Continue the article about the Reddit poster whose family expects financial help, starting right after its final sentence.

● TEXT
Segment Open

Why the family expects money, and why the OP says it won’t help
The family dynamic here is textbook: when one sibling opts out of parenthood and gains disposable income, the rest interpret that as an open tap. The OP hears, repeatedly, that they “have lots of money” and could afford to help. But they point out an uncomfortable truth: they actually earn less than one of their brothers. The difference is dependents. The brother supports a spouse and five kids; the OP supports only themselves and Howard. So perception, “you have money”, collides with reality, “my paycheck divided across dozens of people will buy a week of groceries, not stability.”
The practical argument resonated with many commenters. As one wrote, “Your help would not change their trajectory… If you step in to help, it becomes a permanent obligation.” Another blunt comment: “Your parents are definitely going to give your money to your siblings, they basically told you that.”
How Reddit reacted, mostly NTA, but emotionally complex
The thread leaned heavily toward “NTA.” Commenters echoed the idea that giving once opens the door to endless guilt-tripping: “You give an inch they’ll take a mile. The guilt tripping will never stop. Don’t give in.” Others urged the OP to enjoy the life they chose: “Don’t feel shitty. Hold the line and enjoy your life.” A few responses suggested cheeky solutions, buy everyone condoms, while others acknowledged the humane impulse to help but saw it as futile in the long run.

Segment Closed

● DATASET RECORDS
Segment Open

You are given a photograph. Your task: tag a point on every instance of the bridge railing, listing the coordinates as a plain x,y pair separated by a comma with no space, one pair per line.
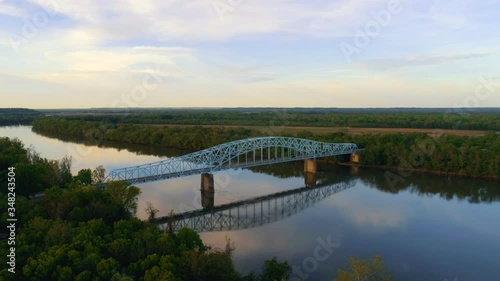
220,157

Segment Closed
Segment Open

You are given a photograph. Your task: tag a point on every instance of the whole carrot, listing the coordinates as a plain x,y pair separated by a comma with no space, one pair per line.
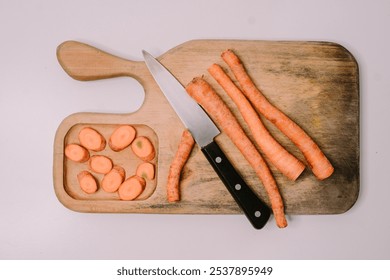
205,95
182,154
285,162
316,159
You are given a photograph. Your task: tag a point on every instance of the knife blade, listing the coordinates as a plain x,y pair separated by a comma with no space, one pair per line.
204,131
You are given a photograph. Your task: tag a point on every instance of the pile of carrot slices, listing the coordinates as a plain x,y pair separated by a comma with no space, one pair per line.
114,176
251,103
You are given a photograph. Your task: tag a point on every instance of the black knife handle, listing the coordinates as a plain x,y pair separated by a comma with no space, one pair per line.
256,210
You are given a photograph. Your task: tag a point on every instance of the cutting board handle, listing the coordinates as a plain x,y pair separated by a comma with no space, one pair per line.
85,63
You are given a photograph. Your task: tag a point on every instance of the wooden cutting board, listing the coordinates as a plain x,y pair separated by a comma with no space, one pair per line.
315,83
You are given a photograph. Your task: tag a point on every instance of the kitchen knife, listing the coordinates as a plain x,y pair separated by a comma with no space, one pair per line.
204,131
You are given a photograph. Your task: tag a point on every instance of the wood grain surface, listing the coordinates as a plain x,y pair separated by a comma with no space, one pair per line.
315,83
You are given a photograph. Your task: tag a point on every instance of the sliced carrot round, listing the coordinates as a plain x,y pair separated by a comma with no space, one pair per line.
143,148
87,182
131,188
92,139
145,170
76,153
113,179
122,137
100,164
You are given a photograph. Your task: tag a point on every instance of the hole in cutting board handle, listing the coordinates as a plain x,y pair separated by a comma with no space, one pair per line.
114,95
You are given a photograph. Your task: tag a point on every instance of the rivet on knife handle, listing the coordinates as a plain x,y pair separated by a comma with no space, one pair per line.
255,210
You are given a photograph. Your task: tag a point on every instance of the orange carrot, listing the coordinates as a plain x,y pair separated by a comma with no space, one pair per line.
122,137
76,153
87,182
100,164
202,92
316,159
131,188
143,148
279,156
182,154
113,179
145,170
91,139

Segment Closed

● RESPONSE AREA
Top reactions also focused on fairness and consequence. One commenter put it plainly: “You chose not to have children but you end up having 36!” Another commenter praised the attempt to direct help toward education rather than perpetuating dependency: the conditional offer to the youngest sister was called “smart” even if it ultimately failed.
The emotional fallout, resentment, loyalty, and quiet grief
Behind the facts are human costs. The OP admits they feel “shitty” when they go on vacation and recognizes the sting in watching siblings struggle. But they also carry resentment for the childhood they endured and the repeated expectation that they should bail everyone out because they made a different life choice. That resentment translates into boundaries: hotel stays when visiting, explicit rules about gifted money, and selective help (parents’ outings and emergency cash only, with conditions).
That boundary is both protective and isolating. It preserves the life the OP fought to build, but it also keeps them at arm’s length from a family that expects reciprocity. The tension is real and relatable: how do you balance compassion for relatives with the imperative to protect your own hard-won security?
What To Take From This
This story lands because it’s about money, duty, and the invisible labor of choosing a different life. Practical takeaways: keep boundaries explicit and in writing when possible, especially if you provide conditional financial help; consider targeted investments that can’t be casually redirected (tuition payments made directly to a school, for example); and prioritize non-monetary support when appropriate, mentorship, helping someone find work, or connecting them to social services can break cycles more effectively than one-off gifts.
Emotionally, give yourself permission to grieve what you missed and to celebrate the life you chose. Guilt is natural, but so is protecting stability. If the pressure becomes unbearable, a mediated family conversation or a therapist can help you state limits in a way that reduces drama and preserves relationships. You don’t have to be everyone’s safety net, you can be the person who helps others get on their own feet, or you can decide not to be involved at all. Either choice is valid, as long as it’s made deliberately and defended consistently.